*Prompt*:
Write out the passage of the vibratory conveyor stroke guide word for word, from "Are all rocker" up to and including "drawing machinery list?".

*Document segment*:
Stroke Alert
Check for material buildup on conveying surfaces inside the pan (pan bottom, flat decks, screens, and below the screens in the sub-pan). If equipped with a flexible sub-pan liner, check for tears and material buildup under the liner.
Inspect the conveyor for broken, loose, or missing reaction springs.
Are all rocker arm bushings in good condition and are the bushing bolts tight?
Verify the eccentric shaft operating speed matches the design RPM.
Have any modifications been made to the pan or balancer (weight added or removed)?
If parts have been replaced, are they the correct components and do the part numbers match what is shown on the General Arrangement drawing machinery list?
If equipped with a Stroke Control Unit (SCU), check to be sure it is functioning properly and no errors are indicated.
PAN WEIGHT
Pan weight increase will increase stroke.
SPRING RATE
Broken springs will increase the stroke.
RPM
Motor / Shaft RPM sets the operating frequency of vibratory equipment. Less RPM gives less stroke.
Natural Frequency Vibratory Equipment
Vibratory equipment requires a balance between weight, speed and spring rate.
Remove shipping braces before startup.
Check springs for damage, broken coils.
More detail stroke alert
Vibratory equipment is designed for optimal performance and longevity based on an ideal peak to peak stroke. Variations outside the recommended operating stroke value can cause damage to components and the structure of the machine. Operating strokes should be checked frequently and maintained.
High stroke (overstroke) is a serious operating condition. Operating strokes substantially higher than the design stroke will result in increased stress on components and the overall structure of the machine.
Examples of component damage related to high stroke: Broken drive springs, bearings overheating or failing, damaged drive arms or drive spring connecting brackets, broken reaction springs, shortened rocker arm bushing life or failure, stress cracks on the pan, base or balancer.
Low stroke (understroke) is a less serious operating condition, but it is important to understand that it increases the stress on drive components. Stress on all other components will be reduced.

*Material provided*:
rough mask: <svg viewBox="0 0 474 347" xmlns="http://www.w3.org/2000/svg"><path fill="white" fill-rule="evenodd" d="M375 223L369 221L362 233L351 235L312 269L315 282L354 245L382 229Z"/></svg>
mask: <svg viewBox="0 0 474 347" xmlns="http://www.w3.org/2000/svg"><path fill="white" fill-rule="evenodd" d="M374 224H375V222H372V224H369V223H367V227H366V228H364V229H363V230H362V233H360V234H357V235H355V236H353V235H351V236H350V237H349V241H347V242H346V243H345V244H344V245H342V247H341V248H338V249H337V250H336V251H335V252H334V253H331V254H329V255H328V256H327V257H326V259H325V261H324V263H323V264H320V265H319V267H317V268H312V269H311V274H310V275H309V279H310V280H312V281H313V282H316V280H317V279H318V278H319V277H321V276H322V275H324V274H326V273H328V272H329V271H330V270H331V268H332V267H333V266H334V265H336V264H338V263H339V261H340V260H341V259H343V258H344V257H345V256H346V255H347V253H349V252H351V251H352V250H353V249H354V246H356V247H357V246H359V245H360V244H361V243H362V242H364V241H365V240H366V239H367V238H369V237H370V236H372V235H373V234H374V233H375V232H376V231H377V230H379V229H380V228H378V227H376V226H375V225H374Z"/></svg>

*Solution for this problem*:
Are all rocker arm bushings in good condition and are the bushing bolts tight?
Verify the eccentric shaft operating speed matches the design RPM.
Have any modifications been made to the pan or balancer (weight added or removed)?
If parts have been replaced, are they the correct components and do the part numbers match what is shown on the General Arrangement drawing machinery list?